### WHAT THE TASK ASKS
Print the records below exactly as they appear. Omit all pictures.
##### DATA EXTRACT
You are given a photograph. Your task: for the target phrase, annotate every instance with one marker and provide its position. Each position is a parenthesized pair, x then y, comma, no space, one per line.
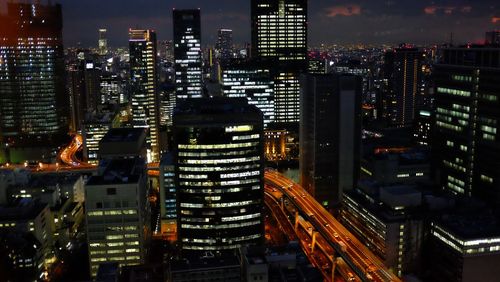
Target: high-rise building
(467,122)
(279,39)
(403,80)
(219,174)
(187,53)
(103,42)
(225,45)
(252,82)
(330,135)
(118,214)
(143,76)
(84,90)
(33,103)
##########
### OUTPUT OF THE TASK
You are given a photograph. Your task: for the target phrase, annotate every instance with one marker and provide its position. Each position is a parenthesized pair, x then y, comma, no space, one per line.
Target: high-rise building
(467,122)
(279,39)
(403,80)
(219,174)
(187,53)
(103,42)
(225,45)
(252,82)
(330,135)
(118,214)
(143,76)
(84,90)
(33,103)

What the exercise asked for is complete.